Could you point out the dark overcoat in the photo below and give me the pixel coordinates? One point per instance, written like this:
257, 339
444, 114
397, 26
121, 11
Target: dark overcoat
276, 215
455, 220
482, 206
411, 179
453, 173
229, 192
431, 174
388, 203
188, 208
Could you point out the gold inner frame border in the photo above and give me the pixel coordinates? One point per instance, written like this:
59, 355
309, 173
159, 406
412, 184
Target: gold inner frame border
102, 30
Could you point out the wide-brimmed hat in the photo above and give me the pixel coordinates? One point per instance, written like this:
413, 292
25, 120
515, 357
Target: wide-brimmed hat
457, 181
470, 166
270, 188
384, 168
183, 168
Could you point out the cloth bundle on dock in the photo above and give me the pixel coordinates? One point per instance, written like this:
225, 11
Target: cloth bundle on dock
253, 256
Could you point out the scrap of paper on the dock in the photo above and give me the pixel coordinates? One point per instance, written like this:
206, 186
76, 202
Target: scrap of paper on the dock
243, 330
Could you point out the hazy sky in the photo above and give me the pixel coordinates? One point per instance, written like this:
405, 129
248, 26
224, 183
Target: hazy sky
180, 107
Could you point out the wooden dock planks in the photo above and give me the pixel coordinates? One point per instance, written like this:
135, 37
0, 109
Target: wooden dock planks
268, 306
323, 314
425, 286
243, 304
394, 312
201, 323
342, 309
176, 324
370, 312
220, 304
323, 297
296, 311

**Instrução:** Extraia do material as linhas que vão daquela que contém "Could you point out the hazy" até o final, com as duas extremidades incluídas, e reproduza-as sem nenhuma alteração.

**Solução:**
Could you point out the hazy sky in the photo above and give me the pixel coordinates? One point per instance, written like this:
405, 129
248, 26
224, 183
Target: hazy sky
180, 107
Could you point out the wooden dock planks in the photo above and give me the pixel coordinates? One point per instance, written like this:
135, 37
0, 109
Target: wooden dock planks
268, 306
323, 314
425, 286
243, 304
394, 312
201, 323
342, 309
176, 324
370, 312
220, 304
323, 297
296, 311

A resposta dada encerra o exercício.